** begin Text **

Scrypt hash algorithm for password hashing in Swift 3.0 (iOS)

Question

I am trying to find a library to implement password hashing(with salt) using Scrypt algorithm. My question is similar to one already asked in stackoverflow (Hash password in Swift application)

I have found following two libraries in swift and objective c respectively but the hash string generated from these is not matching with the one generated at server.

1. Swift-Sodium (https://github.com/jedisct1/swift-sodium)
2. NAChloride (https://github.com/gabriel/NAChloride)

Can someone please help in finding library which can be used for Swift 3.0 iOS application for password hashing with salt.

Thank you.

Regards,

Nagraj Wadgire

Answer 1

I had found answer for my own question, thought of sharing as it will be useful for others.

The server team was using Scrypt library (https://github.com/wg/scrypt) to generate hash string for given password and salt.

After analysing the server side library we came to know that the generated hash string contains following components.

1) Scrypt version ($s0$)

2) params (This is calculated using below formula:

String params = Long.toString(log2(N) << 16L | r << 8 | p, 16))

3) Salt in base64 string format

4) Generated derived key in base64 string format

The Format of final hash string is $s0$params$salt$key

(Refer to this question for more information What's the is maximum length of scrypt output?)

As stated in the question I have used NAChloride library at the client side to generate hash string.

This class contains below method for generating hash string:

open class func scrypt(_ password: Data!, salt: Data!, n N: UInt64, r: UInt32, p: UInt32, length: Int) throws -> Data

In our example we have passed below values:

n= 16,

r= 16,

p= 16,

length (bytes) = 32,

salt = Data(bytes:[0x73, 0x61, 0x6c, 0x74, 0x44, 0x61, 0x74, 0x61,0x73, 0x61, 0x6c, 0x74, 0x44, 0x61, 0x74, 0x61,0x73, 0x61, 0x6c, 0x74, 0x44, 0x61, 0x74, 0x61,0x73, 0x61, 0x6c, 0x74, 0x44, 0x61, 0x74, 0x61])

** end Text **
** begin Dataset content **

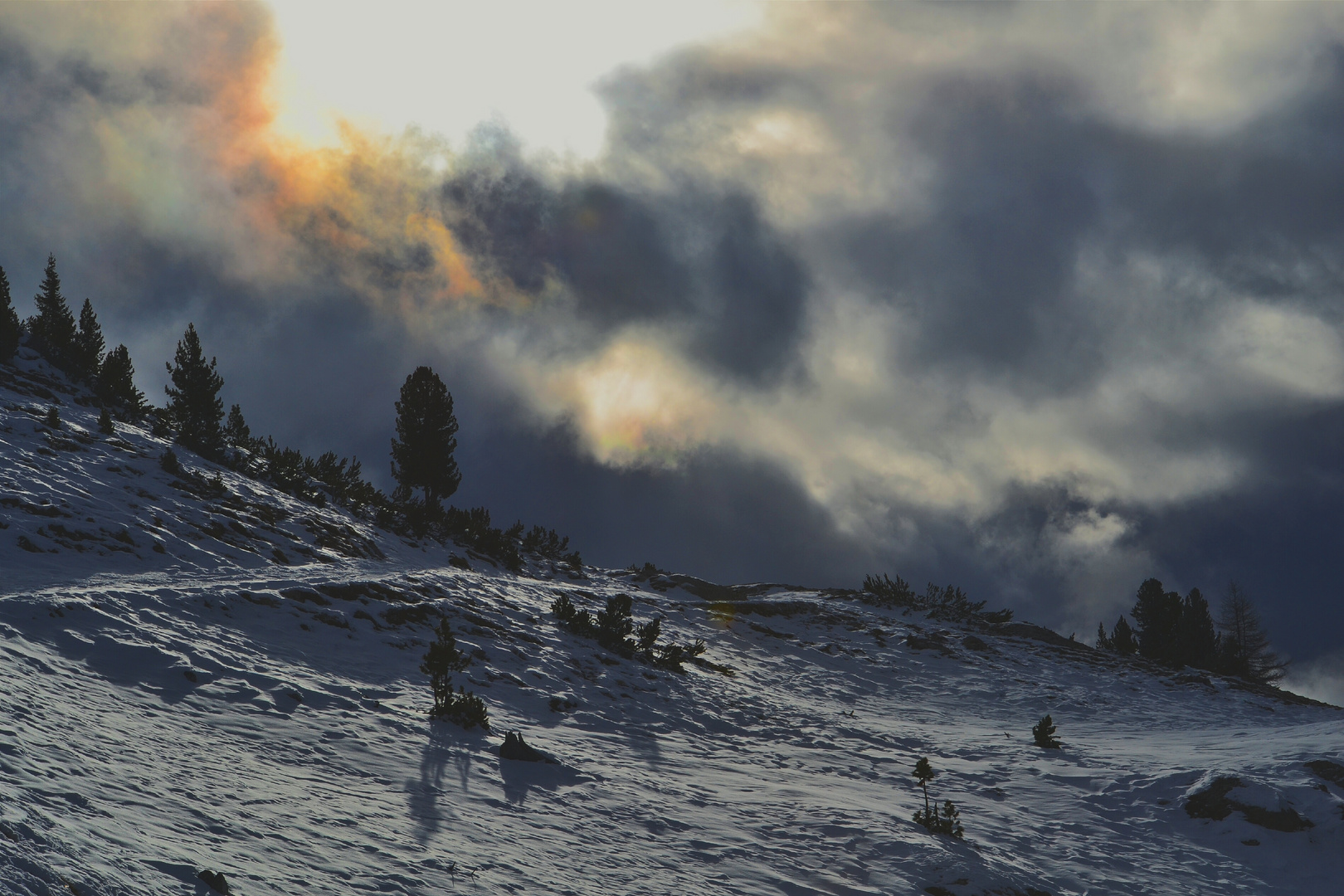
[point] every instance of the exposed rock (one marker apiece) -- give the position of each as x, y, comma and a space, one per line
216, 880
1214, 802
516, 748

** end Dataset content **

Parts of the exercise ▸
**a)** Reproduce everything in the Scrypt thread from "I had found" down to "contains following components.".
**b)** List the components that, according to the Scrypt thread, make up the hash string generated by the server-side library.
The material has no connection to the Scrypt thread.

Per-task answers ▸
**a)**
I had found answer for my own question, thought of sharing as it will be useful for others.

The server team was using Scrypt library (https://github.com/wg/scrypt) to generate hash string for given password and salt.

After analysing the server side library we came to know that the generated hash string contains following components.

**b)**
1. Scrypt version ($s0$)
2. params
3. Salt in base64 string format
4. Generated derived key in base64 string format